--- START ---

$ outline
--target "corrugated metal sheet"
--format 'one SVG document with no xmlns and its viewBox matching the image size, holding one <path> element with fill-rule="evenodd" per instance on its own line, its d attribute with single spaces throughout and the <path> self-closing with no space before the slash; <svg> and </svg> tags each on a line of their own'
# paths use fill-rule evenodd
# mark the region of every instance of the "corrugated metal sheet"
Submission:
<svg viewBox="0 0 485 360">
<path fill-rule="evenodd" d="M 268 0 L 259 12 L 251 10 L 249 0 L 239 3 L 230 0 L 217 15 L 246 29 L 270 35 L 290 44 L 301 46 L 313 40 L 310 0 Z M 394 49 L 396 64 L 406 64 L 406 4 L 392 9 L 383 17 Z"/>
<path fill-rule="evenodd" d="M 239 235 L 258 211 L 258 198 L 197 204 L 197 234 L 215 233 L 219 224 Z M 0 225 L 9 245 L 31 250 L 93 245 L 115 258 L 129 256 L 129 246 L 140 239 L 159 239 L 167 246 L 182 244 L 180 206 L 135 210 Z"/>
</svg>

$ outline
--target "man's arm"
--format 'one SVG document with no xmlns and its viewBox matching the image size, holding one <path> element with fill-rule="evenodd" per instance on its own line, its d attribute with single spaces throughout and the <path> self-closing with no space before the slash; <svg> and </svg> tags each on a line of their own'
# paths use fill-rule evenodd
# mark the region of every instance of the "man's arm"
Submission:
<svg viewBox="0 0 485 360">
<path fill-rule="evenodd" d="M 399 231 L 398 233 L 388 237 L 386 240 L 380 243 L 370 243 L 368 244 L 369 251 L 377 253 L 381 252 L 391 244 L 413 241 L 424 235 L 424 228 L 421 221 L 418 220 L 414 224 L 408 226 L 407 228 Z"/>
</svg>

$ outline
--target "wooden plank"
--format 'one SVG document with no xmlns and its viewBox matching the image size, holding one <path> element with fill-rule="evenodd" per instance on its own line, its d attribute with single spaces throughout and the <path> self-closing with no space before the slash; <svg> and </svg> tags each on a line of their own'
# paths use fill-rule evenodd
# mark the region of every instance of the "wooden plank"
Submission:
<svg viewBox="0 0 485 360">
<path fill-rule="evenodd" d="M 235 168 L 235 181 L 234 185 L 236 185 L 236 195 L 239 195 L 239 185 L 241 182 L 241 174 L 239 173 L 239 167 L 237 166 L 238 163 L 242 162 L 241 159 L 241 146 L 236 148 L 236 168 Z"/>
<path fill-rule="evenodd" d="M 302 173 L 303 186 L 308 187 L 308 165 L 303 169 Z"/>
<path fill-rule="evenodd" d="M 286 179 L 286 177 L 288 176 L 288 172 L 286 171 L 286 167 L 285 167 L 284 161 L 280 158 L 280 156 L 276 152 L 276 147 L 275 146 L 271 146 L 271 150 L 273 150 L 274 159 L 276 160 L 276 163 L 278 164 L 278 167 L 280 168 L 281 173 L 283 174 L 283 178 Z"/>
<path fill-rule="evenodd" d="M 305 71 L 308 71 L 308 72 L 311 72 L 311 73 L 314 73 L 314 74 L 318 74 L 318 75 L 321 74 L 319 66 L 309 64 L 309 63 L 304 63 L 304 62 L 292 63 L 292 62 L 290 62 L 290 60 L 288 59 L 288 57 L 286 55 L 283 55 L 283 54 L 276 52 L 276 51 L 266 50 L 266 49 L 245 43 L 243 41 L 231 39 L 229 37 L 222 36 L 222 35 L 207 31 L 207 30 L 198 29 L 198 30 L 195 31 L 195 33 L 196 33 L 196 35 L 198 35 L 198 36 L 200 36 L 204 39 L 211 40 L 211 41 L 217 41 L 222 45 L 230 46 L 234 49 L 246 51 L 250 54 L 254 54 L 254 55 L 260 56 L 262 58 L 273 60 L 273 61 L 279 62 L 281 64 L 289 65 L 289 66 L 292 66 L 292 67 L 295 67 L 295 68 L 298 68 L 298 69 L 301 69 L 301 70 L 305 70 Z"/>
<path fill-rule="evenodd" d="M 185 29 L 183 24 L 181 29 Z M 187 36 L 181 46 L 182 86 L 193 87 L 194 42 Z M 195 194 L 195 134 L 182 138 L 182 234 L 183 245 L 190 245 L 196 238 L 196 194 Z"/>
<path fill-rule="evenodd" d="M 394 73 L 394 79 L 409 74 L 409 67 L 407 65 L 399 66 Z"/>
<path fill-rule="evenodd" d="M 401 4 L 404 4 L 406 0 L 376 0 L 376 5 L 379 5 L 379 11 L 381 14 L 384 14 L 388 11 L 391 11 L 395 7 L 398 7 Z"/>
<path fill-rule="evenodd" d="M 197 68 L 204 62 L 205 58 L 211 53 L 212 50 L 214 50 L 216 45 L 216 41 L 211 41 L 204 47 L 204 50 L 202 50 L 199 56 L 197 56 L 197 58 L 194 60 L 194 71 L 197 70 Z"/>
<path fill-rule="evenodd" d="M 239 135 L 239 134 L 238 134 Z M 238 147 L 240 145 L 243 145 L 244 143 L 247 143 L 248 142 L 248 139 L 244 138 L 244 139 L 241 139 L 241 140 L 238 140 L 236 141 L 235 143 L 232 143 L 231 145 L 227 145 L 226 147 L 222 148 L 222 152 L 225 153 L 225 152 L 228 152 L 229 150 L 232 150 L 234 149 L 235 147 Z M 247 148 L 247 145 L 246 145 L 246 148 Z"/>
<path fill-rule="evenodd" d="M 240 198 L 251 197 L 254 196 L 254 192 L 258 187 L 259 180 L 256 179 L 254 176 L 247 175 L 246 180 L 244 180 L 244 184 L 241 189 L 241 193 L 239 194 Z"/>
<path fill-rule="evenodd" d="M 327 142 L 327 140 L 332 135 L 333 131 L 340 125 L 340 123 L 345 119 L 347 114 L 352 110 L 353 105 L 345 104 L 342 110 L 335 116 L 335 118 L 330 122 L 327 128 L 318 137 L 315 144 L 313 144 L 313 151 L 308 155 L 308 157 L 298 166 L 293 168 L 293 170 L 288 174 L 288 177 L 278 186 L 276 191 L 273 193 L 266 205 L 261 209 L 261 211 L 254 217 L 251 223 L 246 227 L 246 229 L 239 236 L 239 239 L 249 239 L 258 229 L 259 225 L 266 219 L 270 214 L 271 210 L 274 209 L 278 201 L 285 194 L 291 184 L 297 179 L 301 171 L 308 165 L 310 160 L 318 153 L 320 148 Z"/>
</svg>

--- END ---

### ASSIGNMENT
Nothing should be missing: every line above must be reproduced exactly.

### ANSWER BOX
$ outline
--target "corrugated metal sheet"
--format 'one SVG document with no xmlns and its viewBox matching the image size, holding one <path> element with fill-rule="evenodd" per instance on its own line, its d attribute with single spaces throughout and the <path> self-closing with no space before the slash; <svg> and </svg> tags each on a line of their own'
# paths use fill-rule evenodd
# mark the region of every instance of the "corrugated metal sheet"
Submission:
<svg viewBox="0 0 485 360">
<path fill-rule="evenodd" d="M 268 0 L 259 12 L 251 10 L 249 0 L 239 3 L 230 0 L 217 15 L 246 29 L 270 35 L 290 44 L 301 46 L 313 40 L 310 0 Z M 394 49 L 396 64 L 406 64 L 406 4 L 392 9 L 383 17 Z"/>
<path fill-rule="evenodd" d="M 239 235 L 258 211 L 258 198 L 197 204 L 197 234 L 215 233 L 219 224 Z M 0 225 L 9 245 L 31 250 L 93 245 L 115 258 L 129 256 L 129 246 L 140 239 L 159 239 L 167 246 L 182 244 L 180 206 L 135 210 Z"/>
</svg>

$ outline
--target "man's arm"
--format 'one SVG document with no xmlns and its viewBox matching the image size, holding one <path> element with fill-rule="evenodd" per instance on its own line, its d attribute with single spaces throughout and the <path> self-closing with no space before the slash; <svg> and </svg> tags each on a line of their own'
# paths use fill-rule evenodd
# mark the region of every instance of the "man's arm"
Submission:
<svg viewBox="0 0 485 360">
<path fill-rule="evenodd" d="M 399 231 L 398 233 L 388 237 L 386 240 L 380 243 L 370 243 L 368 244 L 369 251 L 377 253 L 381 252 L 391 244 L 413 241 L 424 235 L 424 228 L 421 221 L 418 220 L 414 224 L 408 226 L 407 228 Z"/>
</svg>

$ outline
--target "wooden plank"
--format 'one SVG document with no xmlns and its viewBox matching the image size, holding one <path> element with fill-rule="evenodd" per instance on its own line, its d attribute with single spaces throughout and the <path> self-closing with no space before the slash; <svg> and </svg> tags each on a line of their own'
# paths use fill-rule evenodd
# mark the region of every instance of the "wooden plank"
Submission:
<svg viewBox="0 0 485 360">
<path fill-rule="evenodd" d="M 235 168 L 235 181 L 234 185 L 236 185 L 236 195 L 239 195 L 239 185 L 241 182 L 241 174 L 239 173 L 239 167 L 237 166 L 238 163 L 242 162 L 241 159 L 241 146 L 236 148 L 236 168 Z"/>
<path fill-rule="evenodd" d="M 302 173 L 303 186 L 308 187 L 308 165 L 303 169 Z"/>
<path fill-rule="evenodd" d="M 286 179 L 286 177 L 288 176 L 288 172 L 286 171 L 286 167 L 285 167 L 284 161 L 280 158 L 280 156 L 276 152 L 276 147 L 275 146 L 271 146 L 271 150 L 273 150 L 274 159 L 276 160 L 276 163 L 278 164 L 278 167 L 280 168 L 281 173 L 283 174 L 283 178 Z"/>
<path fill-rule="evenodd" d="M 305 71 L 308 71 L 308 72 L 311 72 L 311 73 L 314 73 L 314 74 L 318 74 L 318 75 L 321 74 L 319 66 L 309 64 L 309 63 L 304 63 L 304 62 L 292 63 L 292 62 L 290 62 L 290 60 L 288 59 L 288 57 L 286 55 L 283 55 L 283 54 L 276 52 L 276 51 L 266 50 L 266 49 L 245 43 L 243 41 L 231 39 L 229 37 L 222 36 L 222 35 L 207 31 L 207 30 L 198 29 L 198 30 L 195 31 L 195 33 L 196 33 L 196 35 L 198 35 L 198 36 L 200 36 L 204 39 L 211 40 L 211 41 L 217 41 L 222 45 L 230 46 L 234 49 L 246 51 L 250 54 L 254 54 L 254 55 L 260 56 L 262 58 L 273 60 L 273 61 L 279 62 L 281 64 L 289 65 L 289 66 L 292 66 L 292 67 L 295 67 L 295 68 L 298 68 L 298 69 L 301 69 L 301 70 L 305 70 Z"/>
<path fill-rule="evenodd" d="M 185 29 L 183 24 L 181 29 Z M 187 36 L 181 46 L 182 86 L 193 87 L 194 42 Z M 195 194 L 195 134 L 182 138 L 182 234 L 183 245 L 190 245 L 196 238 L 196 194 Z"/>
<path fill-rule="evenodd" d="M 394 73 L 394 79 L 409 74 L 409 67 L 407 65 L 399 66 Z"/>
<path fill-rule="evenodd" d="M 401 4 L 404 4 L 406 0 L 376 0 L 376 5 L 379 5 L 379 11 L 381 14 L 384 14 L 388 11 L 391 11 L 395 7 L 398 7 Z"/>
<path fill-rule="evenodd" d="M 197 68 L 204 62 L 205 58 L 211 53 L 212 50 L 214 50 L 216 45 L 216 41 L 211 41 L 204 47 L 204 50 L 202 50 L 199 56 L 197 56 L 197 58 L 194 60 L 194 71 L 197 70 Z"/>
<path fill-rule="evenodd" d="M 239 135 L 239 134 L 238 134 Z M 238 147 L 240 145 L 243 145 L 244 143 L 247 143 L 248 142 L 248 139 L 244 138 L 244 139 L 241 139 L 241 140 L 238 140 L 236 141 L 235 143 L 232 143 L 231 145 L 227 145 L 226 147 L 222 148 L 222 152 L 225 153 L 225 152 L 228 152 L 229 150 L 232 150 L 234 149 L 235 147 Z M 247 148 L 247 145 L 246 145 L 246 148 Z"/>
<path fill-rule="evenodd" d="M 240 198 L 251 197 L 254 196 L 254 192 L 258 187 L 259 180 L 256 179 L 254 176 L 247 175 L 246 180 L 244 180 L 244 184 L 241 189 L 241 193 L 239 194 Z"/>
<path fill-rule="evenodd" d="M 327 142 L 327 140 L 332 135 L 333 131 L 340 125 L 340 123 L 345 119 L 347 114 L 352 110 L 353 105 L 345 104 L 342 110 L 335 116 L 335 118 L 330 122 L 327 128 L 318 137 L 315 144 L 313 144 L 313 151 L 308 155 L 308 157 L 298 166 L 293 168 L 293 170 L 288 174 L 288 177 L 278 186 L 276 191 L 273 193 L 266 205 L 261 209 L 261 211 L 254 217 L 251 223 L 246 227 L 246 229 L 239 236 L 239 239 L 249 239 L 258 229 L 259 225 L 266 219 L 270 214 L 271 210 L 274 209 L 278 201 L 285 194 L 291 184 L 297 179 L 301 171 L 308 165 L 310 160 L 318 153 L 320 148 Z"/>
</svg>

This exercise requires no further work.